• [DOCUMENT EXTRACT]:
Racing?- Then I would really pass on the lower end sets and save the extra cash for a nicer set of wheels. If this is meant to allow you to have a set of pit wheels, then I would really encourage you to look for something nicer than what you have, and keep the stock set for pit wheels. Most of the options you list aren't a step up from what you have. The 105/Venus set isn't bad though...

Set for Road/ Set for trail?- As other suggested, I would just swap tires and save for a better set of wheels. Annoying and time consuming, but not worth spending $100+ bucks for something mediocre.

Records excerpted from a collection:
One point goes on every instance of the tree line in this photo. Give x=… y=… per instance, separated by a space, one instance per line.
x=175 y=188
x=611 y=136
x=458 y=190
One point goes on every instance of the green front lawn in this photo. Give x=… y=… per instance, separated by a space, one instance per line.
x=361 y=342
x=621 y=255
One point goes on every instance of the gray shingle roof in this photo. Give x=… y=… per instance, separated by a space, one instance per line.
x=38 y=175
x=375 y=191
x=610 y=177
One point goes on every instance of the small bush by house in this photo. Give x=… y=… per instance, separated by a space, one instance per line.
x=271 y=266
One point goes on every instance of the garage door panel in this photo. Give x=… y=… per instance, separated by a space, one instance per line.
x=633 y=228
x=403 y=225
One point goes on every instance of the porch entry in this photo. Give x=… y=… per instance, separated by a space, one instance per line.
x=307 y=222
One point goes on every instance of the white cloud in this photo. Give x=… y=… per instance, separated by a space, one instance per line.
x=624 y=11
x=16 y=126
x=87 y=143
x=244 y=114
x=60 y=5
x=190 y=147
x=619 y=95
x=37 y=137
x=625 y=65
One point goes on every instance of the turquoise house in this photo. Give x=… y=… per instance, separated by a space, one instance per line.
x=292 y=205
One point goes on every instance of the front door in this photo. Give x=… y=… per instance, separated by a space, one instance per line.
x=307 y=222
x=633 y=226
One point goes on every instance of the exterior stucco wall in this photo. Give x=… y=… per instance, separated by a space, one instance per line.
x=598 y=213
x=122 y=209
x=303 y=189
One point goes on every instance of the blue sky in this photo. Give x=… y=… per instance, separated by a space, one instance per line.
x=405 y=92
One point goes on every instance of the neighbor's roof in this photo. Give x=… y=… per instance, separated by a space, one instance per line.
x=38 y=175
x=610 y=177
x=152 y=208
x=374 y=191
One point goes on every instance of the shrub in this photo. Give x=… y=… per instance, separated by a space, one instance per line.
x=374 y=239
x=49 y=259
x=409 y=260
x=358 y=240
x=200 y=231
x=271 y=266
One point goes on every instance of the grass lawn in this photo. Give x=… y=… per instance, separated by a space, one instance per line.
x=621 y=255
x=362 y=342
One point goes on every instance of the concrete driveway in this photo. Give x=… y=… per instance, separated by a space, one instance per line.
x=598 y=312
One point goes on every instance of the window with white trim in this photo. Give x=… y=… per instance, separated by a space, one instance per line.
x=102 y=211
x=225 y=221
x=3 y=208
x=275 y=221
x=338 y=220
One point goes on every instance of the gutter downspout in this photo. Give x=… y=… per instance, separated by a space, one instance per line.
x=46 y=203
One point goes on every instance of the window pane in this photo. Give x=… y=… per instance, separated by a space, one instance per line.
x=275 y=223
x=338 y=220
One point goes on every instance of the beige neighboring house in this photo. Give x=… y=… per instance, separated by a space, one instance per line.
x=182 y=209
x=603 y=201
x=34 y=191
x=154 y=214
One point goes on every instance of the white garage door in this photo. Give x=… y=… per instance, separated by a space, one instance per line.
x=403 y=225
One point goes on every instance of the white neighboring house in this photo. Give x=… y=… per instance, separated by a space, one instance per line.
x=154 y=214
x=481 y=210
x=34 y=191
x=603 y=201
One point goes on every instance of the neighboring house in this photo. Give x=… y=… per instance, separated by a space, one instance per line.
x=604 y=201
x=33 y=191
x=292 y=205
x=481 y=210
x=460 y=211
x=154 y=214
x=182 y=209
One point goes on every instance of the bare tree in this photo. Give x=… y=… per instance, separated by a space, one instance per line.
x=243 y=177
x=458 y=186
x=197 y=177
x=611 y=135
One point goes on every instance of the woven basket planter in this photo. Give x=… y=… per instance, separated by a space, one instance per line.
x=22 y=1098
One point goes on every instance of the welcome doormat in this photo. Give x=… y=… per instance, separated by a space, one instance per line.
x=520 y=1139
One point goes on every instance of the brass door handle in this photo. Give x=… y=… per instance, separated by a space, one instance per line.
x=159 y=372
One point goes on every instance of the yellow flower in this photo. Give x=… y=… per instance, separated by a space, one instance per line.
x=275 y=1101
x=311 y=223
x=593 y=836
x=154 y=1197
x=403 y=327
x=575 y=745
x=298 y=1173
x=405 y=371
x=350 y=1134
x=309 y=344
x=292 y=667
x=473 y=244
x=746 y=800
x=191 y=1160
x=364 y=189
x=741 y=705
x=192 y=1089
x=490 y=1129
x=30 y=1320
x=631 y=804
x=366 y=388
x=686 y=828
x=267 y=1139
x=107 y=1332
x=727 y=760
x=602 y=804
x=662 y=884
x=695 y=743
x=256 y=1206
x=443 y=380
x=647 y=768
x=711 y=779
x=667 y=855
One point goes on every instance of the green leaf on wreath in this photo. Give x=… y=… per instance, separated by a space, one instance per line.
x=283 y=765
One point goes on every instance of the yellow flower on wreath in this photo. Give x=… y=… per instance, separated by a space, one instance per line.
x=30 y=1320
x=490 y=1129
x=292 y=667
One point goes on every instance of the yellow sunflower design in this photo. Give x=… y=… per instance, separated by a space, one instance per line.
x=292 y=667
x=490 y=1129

• [EXERCISE DETAILS]:
Reproduce the wheel-upgrade advice from "Set for Road/" to "for something mediocre.", word for word.

• [SOLUTION BELOW]:
Set for Road/ Set for trail?- As other suggested, I would just swap tires and save for a better set of wheels. Annoying and time consuming, but not worth spending $100+ bucks for something mediocre.